■ DIRECTIONS
From the line containing "Target: license plate" through the last line, print the records exactly and nothing else.

■ DATASET EXCERPTS
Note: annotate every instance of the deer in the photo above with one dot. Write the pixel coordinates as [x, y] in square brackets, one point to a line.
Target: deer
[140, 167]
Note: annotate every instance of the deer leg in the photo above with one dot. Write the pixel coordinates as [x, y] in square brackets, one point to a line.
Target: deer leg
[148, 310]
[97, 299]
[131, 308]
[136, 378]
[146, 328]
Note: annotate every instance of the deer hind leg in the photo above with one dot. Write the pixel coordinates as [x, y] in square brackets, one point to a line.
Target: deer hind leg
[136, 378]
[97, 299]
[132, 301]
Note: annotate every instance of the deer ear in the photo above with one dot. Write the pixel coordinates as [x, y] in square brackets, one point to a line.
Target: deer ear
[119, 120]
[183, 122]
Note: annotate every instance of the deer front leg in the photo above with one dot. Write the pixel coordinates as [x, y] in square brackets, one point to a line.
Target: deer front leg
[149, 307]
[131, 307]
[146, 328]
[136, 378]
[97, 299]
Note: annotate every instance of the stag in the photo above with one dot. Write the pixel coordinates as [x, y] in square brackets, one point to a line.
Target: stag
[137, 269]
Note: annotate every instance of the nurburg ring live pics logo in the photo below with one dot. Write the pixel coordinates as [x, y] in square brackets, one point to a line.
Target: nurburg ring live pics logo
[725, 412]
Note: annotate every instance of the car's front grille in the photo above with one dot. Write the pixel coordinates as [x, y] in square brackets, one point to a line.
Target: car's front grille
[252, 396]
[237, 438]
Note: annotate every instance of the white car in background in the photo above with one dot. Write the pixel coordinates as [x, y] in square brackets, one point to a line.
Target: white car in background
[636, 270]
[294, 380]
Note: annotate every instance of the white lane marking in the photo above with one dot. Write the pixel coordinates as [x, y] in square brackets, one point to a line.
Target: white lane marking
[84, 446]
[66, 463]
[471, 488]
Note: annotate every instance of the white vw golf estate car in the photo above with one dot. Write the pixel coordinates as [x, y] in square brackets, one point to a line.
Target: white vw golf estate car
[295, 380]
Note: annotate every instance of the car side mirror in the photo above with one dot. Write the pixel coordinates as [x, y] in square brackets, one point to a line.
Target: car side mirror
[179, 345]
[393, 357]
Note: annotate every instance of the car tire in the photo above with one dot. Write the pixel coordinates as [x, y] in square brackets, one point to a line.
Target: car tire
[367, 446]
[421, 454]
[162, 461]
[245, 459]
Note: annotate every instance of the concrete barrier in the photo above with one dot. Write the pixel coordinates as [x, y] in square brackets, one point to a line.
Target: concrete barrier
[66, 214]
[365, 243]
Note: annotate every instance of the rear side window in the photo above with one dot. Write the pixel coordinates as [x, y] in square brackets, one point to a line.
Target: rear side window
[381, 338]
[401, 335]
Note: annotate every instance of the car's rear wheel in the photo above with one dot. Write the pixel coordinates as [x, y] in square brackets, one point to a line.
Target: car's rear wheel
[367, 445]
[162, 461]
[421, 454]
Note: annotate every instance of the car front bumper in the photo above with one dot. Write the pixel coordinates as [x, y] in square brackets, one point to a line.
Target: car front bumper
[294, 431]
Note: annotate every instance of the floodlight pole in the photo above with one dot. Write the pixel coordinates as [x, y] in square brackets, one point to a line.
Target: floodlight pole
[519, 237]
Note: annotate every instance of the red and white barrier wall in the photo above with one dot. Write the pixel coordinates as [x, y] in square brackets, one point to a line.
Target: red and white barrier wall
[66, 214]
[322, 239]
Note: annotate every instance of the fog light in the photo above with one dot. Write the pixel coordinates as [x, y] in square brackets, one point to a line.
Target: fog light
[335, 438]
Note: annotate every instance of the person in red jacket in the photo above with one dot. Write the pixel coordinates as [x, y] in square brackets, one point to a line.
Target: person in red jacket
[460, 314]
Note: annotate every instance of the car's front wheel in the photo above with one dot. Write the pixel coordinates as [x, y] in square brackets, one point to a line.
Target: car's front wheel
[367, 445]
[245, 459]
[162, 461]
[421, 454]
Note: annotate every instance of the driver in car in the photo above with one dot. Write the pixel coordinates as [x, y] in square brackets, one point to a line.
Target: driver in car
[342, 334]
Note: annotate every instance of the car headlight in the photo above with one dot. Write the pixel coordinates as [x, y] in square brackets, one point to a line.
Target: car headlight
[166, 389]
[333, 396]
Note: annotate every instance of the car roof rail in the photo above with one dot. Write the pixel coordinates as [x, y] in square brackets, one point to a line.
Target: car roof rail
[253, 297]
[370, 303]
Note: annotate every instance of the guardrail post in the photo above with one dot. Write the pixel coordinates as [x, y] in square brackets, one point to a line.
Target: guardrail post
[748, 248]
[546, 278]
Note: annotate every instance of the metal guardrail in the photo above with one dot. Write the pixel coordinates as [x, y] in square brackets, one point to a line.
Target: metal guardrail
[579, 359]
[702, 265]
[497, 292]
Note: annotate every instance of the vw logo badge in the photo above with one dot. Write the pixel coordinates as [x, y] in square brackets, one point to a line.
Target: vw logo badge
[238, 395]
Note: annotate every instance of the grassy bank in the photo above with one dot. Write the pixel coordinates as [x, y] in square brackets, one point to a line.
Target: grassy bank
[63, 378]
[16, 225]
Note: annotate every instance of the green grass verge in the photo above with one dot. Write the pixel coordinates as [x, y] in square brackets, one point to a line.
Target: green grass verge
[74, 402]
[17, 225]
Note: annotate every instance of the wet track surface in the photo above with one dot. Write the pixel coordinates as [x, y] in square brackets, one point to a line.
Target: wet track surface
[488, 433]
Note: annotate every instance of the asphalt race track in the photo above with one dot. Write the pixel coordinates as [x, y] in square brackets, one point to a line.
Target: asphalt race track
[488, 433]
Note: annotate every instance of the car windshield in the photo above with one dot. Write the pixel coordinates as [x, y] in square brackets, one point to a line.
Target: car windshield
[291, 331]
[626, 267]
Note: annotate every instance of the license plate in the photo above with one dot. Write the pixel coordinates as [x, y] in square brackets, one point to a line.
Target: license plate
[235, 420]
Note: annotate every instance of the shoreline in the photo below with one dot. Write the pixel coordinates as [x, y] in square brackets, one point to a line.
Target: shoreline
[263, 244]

■ PROBLEM SOLUTION
Target: license plate
[235, 420]
Note: annotate every instance of the shoreline in the photo below with one dot. Write the pixel coordinates as [x, y] in square brackets, one point to a line.
Target: shoreline
[263, 244]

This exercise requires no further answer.